◆ Study text ◆

But Guerrero can still hit – especially Seattle pitching. That much has not changed.

The perennial All-Star continued his torture of Mariners pitchers Thursday, blasting a pair of home runs, including a two-run shot in the top of the ninth off closer J.J. Putz to carry the Los Angeles Angels to a 6-4 win at a sparsely populated Safeco Field.

“He’s been really good against us,” Mariners manager Jim Riggleman said. “He’s just gotten a lot of hits against us no matter how we pitch him.”

That’s an understatement.

His latest performance – 2-for-4 with two home runs, three runs scored and three RBI and a walk – was just another in a history of good games against the Mariners (58-101).

In 87 games against Seattle, Guerrero is hitting .363 with 25 home runs and 75 RBI.

“In this series, as much as we respect Torii Hunter behind him, we still tried to pitch around (Guerrero) every time he was up,” Riggleman said.

But Putz didn’t have that luxury. With scored tied at 1-1 and a runner on first, Putz couldn’t afford to walk him and put the winning run in scoring position. But he was trying to be careful.

He followed the game plan he’s always used against Guerrero, busting him in on his hands with fastballs.

“I’ve usually thrown him hard in and up and off the plate,” Putz said. “And that’s where that pitch was.” But as often is the case with Guerrero, it didn’t matter. He managed to get his hands and the bat head through the zone, pulling the ball to left field.

“At first I thought it was a pop-up,” Putz said.

Riggleman and the players on the bench thought the same.

“It didn’t sound real good coming off the bat,” Riggleman said.

But yet the ball carried through cool September night and landed deep in the visitors’ bullpen.

“That just shows how strong he is,” Putz said.

And the reports of Guerrero losing bat speed?

“Not hardly,” Putz said. “That home run shows right there that his bat isn’t slowing down.”

If the ninth-inning homer didn’t provide enough of a testament of Guerrero’s strength and bat speed, his sixth-inning solo homer should have.

Facing Randy Messenger with a 2-2 count, Guerrero reached out and drove a fastball to right. Even though it hardly looked like he swung, the ball carried easily out and over the fence.

Right fielder Wladimir Balentien tried to make a leaping catch at the wall, but the ball caromed off his glove and landed over the fence.

There was some confusion as to whether the ball went over the fence at first, and Guerrero briefly stopped at second base. The umpires conferred and ruled that it was a home run.

Two pitches, two different locations, the same end result.

“You can’t really throw him a pitch that he doesn’t like,” Putz said. “That’s what makes him so good and he’s so strong. He’s just a tough guy to pitch to.”

Guerrero spoiled a decent showing from the Mariners. Seattle jumped out to an 2-0 lead in the first inning.

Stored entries
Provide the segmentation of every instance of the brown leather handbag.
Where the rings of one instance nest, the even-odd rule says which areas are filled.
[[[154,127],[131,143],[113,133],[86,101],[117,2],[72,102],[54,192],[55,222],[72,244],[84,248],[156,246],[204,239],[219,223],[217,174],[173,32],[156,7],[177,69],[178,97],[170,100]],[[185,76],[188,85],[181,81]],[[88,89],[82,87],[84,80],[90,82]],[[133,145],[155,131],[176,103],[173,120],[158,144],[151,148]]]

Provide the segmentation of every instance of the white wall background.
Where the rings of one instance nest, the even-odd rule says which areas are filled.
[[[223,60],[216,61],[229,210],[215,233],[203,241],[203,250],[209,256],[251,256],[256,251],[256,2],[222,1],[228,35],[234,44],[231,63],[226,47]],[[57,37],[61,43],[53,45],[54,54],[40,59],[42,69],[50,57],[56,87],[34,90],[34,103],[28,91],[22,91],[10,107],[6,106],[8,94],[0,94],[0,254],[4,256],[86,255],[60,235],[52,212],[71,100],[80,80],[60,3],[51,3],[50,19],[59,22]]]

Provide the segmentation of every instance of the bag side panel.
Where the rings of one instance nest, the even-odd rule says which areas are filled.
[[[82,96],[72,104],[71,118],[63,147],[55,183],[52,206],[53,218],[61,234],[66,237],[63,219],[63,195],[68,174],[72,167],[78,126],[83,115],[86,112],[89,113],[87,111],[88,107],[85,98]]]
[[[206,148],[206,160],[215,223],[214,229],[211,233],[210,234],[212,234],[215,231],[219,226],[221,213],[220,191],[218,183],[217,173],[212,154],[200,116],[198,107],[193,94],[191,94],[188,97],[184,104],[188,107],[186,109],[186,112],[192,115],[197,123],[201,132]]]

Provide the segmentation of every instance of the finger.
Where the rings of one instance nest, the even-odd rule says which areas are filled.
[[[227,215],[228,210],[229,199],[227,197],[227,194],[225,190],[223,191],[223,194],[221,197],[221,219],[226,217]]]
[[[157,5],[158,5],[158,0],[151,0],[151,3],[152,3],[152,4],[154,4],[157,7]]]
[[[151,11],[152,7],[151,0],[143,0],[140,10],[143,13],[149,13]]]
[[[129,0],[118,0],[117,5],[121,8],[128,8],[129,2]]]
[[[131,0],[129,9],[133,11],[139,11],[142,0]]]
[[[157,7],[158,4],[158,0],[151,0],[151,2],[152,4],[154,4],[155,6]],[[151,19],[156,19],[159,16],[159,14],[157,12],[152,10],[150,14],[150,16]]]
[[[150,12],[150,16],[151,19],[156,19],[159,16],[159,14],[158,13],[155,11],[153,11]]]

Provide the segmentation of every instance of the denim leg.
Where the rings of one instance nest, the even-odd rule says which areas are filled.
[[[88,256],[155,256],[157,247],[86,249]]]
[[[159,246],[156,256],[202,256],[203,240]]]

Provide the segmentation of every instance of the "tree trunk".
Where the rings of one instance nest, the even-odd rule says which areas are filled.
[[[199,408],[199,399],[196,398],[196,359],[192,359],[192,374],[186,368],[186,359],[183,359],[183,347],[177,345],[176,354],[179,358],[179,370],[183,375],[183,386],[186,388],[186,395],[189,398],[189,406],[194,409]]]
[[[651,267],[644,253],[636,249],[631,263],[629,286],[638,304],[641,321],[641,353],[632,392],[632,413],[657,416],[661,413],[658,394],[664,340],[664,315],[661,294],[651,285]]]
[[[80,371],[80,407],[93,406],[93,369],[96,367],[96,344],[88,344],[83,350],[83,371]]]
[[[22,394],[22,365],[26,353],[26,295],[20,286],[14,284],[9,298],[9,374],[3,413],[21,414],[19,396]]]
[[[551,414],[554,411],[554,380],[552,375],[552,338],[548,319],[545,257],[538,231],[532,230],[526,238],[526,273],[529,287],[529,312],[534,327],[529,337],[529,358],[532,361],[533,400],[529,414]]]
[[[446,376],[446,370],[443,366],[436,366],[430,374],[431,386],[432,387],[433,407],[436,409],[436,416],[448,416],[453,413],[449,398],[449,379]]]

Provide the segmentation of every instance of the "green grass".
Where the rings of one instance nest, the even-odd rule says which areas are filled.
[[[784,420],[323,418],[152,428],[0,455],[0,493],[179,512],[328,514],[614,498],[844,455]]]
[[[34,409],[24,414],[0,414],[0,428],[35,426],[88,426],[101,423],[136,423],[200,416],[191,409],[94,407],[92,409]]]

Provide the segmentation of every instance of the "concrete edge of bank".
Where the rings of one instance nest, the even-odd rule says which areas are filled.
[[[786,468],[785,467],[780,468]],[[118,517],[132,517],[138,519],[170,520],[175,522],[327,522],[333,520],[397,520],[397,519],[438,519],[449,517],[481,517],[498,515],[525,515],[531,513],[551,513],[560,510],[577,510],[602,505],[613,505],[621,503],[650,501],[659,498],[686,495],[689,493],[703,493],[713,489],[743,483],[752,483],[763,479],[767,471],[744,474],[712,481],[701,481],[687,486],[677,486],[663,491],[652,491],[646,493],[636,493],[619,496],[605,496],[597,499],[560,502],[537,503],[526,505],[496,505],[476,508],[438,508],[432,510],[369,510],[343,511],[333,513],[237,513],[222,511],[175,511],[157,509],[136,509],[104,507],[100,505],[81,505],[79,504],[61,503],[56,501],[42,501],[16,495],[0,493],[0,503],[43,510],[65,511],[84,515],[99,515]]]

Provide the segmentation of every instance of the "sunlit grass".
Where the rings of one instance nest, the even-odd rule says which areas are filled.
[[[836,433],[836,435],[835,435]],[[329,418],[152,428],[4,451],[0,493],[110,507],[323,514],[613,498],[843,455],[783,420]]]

◆ Assigned task ◆
Decide whether each statement below agrees with the article about Guerrero, answering yes or no and quoting the words from the article that settle it. (a) Guerrero's ninth-inning home run came off J.J. Putz. (b) Putz's first impression was that the ninth-inning hit was a home run. (c) Guerrero hit his sixth-inning home run on a 3-2 count.

◆ Exercise response ◆
(a) Yes: "a two-run shot in the top of the ninth off closer J.J. Putz"
(b) No: "At first I thought it was a pop-up"
(c) No: "Facing Randy Messenger with a 2-2 count"